RECORDED DATA:

————

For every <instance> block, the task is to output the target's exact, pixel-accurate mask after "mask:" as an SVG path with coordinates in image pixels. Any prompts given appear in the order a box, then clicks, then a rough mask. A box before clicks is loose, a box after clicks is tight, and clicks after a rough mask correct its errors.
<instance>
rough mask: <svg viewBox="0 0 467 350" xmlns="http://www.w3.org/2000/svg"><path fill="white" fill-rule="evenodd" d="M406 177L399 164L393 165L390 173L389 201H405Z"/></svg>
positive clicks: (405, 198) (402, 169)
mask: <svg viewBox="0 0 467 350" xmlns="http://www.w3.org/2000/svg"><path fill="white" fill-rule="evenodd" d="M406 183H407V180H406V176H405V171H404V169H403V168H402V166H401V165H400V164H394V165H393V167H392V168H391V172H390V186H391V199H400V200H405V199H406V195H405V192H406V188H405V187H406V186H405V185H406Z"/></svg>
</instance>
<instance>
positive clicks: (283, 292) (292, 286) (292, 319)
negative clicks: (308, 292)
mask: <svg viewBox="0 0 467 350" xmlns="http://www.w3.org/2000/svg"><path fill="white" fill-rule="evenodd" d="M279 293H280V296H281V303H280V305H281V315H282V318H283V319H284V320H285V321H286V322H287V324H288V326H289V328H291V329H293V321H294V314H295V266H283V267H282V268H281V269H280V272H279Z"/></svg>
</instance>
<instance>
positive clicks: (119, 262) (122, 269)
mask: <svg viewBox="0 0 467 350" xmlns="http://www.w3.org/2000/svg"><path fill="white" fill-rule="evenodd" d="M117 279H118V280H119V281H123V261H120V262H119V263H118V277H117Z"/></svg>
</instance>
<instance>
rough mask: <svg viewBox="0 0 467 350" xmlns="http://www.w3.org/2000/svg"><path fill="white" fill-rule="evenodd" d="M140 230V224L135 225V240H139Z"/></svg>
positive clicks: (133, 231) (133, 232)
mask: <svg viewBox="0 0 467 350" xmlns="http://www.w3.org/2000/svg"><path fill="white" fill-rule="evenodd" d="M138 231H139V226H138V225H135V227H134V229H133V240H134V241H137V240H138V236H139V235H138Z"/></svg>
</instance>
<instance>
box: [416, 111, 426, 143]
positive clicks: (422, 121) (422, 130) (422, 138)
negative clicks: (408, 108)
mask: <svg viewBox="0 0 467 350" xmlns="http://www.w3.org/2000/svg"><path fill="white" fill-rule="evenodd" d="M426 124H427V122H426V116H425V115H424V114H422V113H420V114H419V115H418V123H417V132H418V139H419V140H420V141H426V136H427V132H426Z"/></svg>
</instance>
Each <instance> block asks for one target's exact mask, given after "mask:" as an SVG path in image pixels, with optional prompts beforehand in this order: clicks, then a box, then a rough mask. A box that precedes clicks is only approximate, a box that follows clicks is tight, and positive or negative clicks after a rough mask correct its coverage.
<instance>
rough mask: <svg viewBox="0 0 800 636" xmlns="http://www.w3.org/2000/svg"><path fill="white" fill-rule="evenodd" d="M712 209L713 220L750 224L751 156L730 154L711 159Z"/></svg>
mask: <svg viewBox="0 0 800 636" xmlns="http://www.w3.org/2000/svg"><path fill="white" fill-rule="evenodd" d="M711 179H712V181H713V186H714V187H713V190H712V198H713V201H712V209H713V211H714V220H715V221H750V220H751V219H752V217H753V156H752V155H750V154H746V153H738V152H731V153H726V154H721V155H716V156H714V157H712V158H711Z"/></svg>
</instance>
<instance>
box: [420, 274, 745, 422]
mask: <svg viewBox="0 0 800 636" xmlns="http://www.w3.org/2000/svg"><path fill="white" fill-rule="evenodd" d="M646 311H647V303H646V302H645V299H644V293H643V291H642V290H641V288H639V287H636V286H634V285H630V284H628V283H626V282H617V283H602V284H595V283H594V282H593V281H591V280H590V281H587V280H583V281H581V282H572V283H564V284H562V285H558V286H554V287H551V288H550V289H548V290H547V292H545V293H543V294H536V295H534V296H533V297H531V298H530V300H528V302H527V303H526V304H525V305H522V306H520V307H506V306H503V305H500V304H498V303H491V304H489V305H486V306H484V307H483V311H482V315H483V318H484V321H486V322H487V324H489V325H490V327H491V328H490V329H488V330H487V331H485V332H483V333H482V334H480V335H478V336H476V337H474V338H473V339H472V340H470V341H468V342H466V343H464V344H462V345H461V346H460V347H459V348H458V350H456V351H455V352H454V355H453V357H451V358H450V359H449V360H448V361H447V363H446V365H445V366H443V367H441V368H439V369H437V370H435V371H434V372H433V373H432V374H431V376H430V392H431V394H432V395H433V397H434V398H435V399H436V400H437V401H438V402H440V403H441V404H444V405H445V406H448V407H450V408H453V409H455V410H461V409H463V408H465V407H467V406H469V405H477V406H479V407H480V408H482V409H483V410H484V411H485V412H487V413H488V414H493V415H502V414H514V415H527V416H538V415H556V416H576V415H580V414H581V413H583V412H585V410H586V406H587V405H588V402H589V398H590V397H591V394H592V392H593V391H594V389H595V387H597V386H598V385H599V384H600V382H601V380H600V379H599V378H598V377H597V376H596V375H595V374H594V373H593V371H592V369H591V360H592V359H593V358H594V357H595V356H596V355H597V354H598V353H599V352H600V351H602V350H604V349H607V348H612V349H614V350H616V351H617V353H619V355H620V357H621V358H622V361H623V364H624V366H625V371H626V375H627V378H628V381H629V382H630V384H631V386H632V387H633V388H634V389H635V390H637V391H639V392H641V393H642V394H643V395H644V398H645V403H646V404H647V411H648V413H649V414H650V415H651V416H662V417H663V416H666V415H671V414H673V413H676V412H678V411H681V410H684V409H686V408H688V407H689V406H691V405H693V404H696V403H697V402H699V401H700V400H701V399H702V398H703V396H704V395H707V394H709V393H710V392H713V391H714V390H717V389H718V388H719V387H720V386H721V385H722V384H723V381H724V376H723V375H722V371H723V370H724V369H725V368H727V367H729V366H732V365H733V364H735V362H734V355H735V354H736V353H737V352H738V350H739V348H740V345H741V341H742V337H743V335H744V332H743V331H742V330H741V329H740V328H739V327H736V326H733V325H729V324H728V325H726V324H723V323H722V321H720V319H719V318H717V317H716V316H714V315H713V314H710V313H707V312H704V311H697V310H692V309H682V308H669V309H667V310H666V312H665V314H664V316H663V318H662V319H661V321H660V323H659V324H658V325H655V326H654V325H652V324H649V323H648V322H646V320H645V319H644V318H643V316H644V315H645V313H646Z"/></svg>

————

Give every entry back exactly as it was written above.

RESULT:
For every <instance> block, the task is to output the target's exact, pixel-accurate mask after "mask:" as an SVG path with coordinates in image pixels. Any prompts given appear in the order a box, then clicks, then a rough mask. A box before clicks is loose, a box after clicks is tight, and clicks after a rough mask correct its errors.
<instance>
rough mask: <svg viewBox="0 0 467 350" xmlns="http://www.w3.org/2000/svg"><path fill="white" fill-rule="evenodd" d="M406 177L399 164L393 165L390 173L389 201H405Z"/></svg>
positive clicks: (405, 198) (402, 169)
mask: <svg viewBox="0 0 467 350" xmlns="http://www.w3.org/2000/svg"><path fill="white" fill-rule="evenodd" d="M406 183H407V180H406V176H405V171H404V169H403V168H402V166H401V165H400V164H394V165H393V167H392V168H391V172H390V186H391V199H400V200H405V199H406V195H405V192H406V188H405V187H406V186H405V185H406Z"/></svg>
</instance>
<instance>
positive clicks: (283, 292) (292, 286) (292, 319)
negative clicks: (308, 292)
mask: <svg viewBox="0 0 467 350" xmlns="http://www.w3.org/2000/svg"><path fill="white" fill-rule="evenodd" d="M279 293H280V296H281V303H280V305H281V315H282V318H283V319H284V320H285V321H286V322H287V324H288V326H289V328H291V329H293V321H294V314H295V266H283V267H282V268H281V269H280V272H279Z"/></svg>
</instance>
<instance>
positive clicks: (119, 262) (122, 269)
mask: <svg viewBox="0 0 467 350" xmlns="http://www.w3.org/2000/svg"><path fill="white" fill-rule="evenodd" d="M117 279H118V280H119V281H123V261H120V262H119V263H118V277H117Z"/></svg>
</instance>
<instance>
rough mask: <svg viewBox="0 0 467 350" xmlns="http://www.w3.org/2000/svg"><path fill="white" fill-rule="evenodd" d="M140 230V224L135 225V240H139Z"/></svg>
positive clicks: (133, 231) (133, 232)
mask: <svg viewBox="0 0 467 350" xmlns="http://www.w3.org/2000/svg"><path fill="white" fill-rule="evenodd" d="M138 231H139V226H138V225H135V227H134V229H133V240H134V241H137V240H138V236H139V235H138Z"/></svg>
</instance>
<instance>
box: [416, 111, 426, 143]
positive clicks: (422, 121) (422, 130) (422, 138)
negative clicks: (408, 108)
mask: <svg viewBox="0 0 467 350" xmlns="http://www.w3.org/2000/svg"><path fill="white" fill-rule="evenodd" d="M426 124H427V122H426V116H425V115H424V114H422V113H420V114H419V115H418V123H417V132H418V139H419V140H420V141H426V136H427V132H426Z"/></svg>
</instance>
Each <instance> block asks for one target's exact mask, given after "mask:" as an SVG path in image pixels, with optional prompts beforehand in this order: clicks, then a box, then a rough mask. A box that precedes clicks is only approximate, a box that follows clicks is tight, and positive or negative clicks after a rough mask correct its coverage.
<instance>
rough mask: <svg viewBox="0 0 800 636" xmlns="http://www.w3.org/2000/svg"><path fill="white" fill-rule="evenodd" d="M712 209L713 220L750 224L751 156L730 154L711 159Z"/></svg>
mask: <svg viewBox="0 0 800 636" xmlns="http://www.w3.org/2000/svg"><path fill="white" fill-rule="evenodd" d="M711 179H712V181H713V186H714V187H713V190H712V198H713V201H712V209H713V211H714V220H715V221H750V220H751V219H752V217H753V156H752V155H750V154H746V153H738V152H731V153H726V154H721V155H716V156H714V157H712V158H711Z"/></svg>
</instance>
<instance>
box: [420, 274, 745, 422]
mask: <svg viewBox="0 0 800 636" xmlns="http://www.w3.org/2000/svg"><path fill="white" fill-rule="evenodd" d="M646 311H647V303H646V302H645V299H644V293H643V291H642V290H641V288H639V287H636V286H634V285H630V284H628V283H626V282H617V283H602V284H595V283H594V282H593V281H591V280H590V281H587V280H583V281H581V282H572V283H564V284H562V285H558V286H554V287H551V288H550V289H548V290H547V292H545V293H543V294H536V295H534V296H533V297H531V298H530V300H528V302H527V303H526V304H525V305H522V306H520V307H506V306H503V305H500V304H498V303H491V304H489V305H486V306H484V307H483V311H482V315H483V318H484V321H486V322H487V324H489V325H490V327H491V328H490V329H488V330H487V331H485V332H483V333H482V334H480V335H478V336H476V337H474V338H473V339H472V340H470V341H468V342H466V343H464V344H462V345H461V346H460V347H459V348H458V350H456V351H455V352H454V355H453V357H451V358H450V359H449V360H448V361H447V363H446V365H445V366H443V367H441V368H439V369H437V370H435V371H434V372H433V373H432V374H431V376H430V392H431V394H432V395H433V397H434V398H435V399H436V400H437V401H438V402H440V403H441V404H444V405H445V406H448V407H450V408H453V409H455V410H461V409H463V408H465V407H467V406H469V405H477V406H479V407H480V408H482V409H483V410H484V411H485V412H487V413H488V414H493V415H502V414H514V415H527V416H538V415H556V416H576V415H580V414H581V413H583V412H585V410H586V406H587V405H588V402H589V398H590V397H591V394H592V392H593V391H594V389H595V387H597V386H598V385H599V384H600V382H601V380H600V379H599V378H598V377H597V376H596V375H595V374H594V373H593V371H592V369H591V360H592V359H593V358H594V357H595V356H596V355H597V354H598V353H599V352H600V351H602V350H604V349H607V348H612V349H614V350H616V351H617V353H619V355H620V357H621V358H622V361H623V364H624V366H625V371H626V375H627V378H628V381H629V382H630V384H631V386H632V387H633V388H634V389H635V390H637V391H639V392H641V393H642V394H643V395H644V398H645V403H646V404H647V411H648V413H649V414H650V415H651V416H662V417H663V416H666V415H671V414H673V413H676V412H678V411H681V410H684V409H686V408H688V407H689V406H691V405H693V404H696V403H697V402H699V401H700V400H701V399H702V398H703V396H704V395H707V394H709V393H710V392H713V391H714V390H717V389H718V388H719V387H720V386H721V385H722V384H723V381H724V376H723V375H722V371H723V370H724V369H725V368H727V367H729V366H732V365H733V364H735V362H734V355H735V354H736V353H737V352H738V350H739V348H740V345H741V341H742V337H743V335H744V332H743V331H742V330H741V329H740V328H739V327H736V326H733V325H729V324H728V325H726V324H723V323H722V321H720V319H719V318H717V317H716V316H714V315H713V314H710V313H707V312H704V311H697V310H692V309H682V308H669V309H667V310H666V312H665V314H664V316H663V318H662V319H661V321H660V323H659V324H658V325H655V326H654V325H652V324H649V323H648V322H646V320H645V319H644V318H643V316H644V315H645V313H646Z"/></svg>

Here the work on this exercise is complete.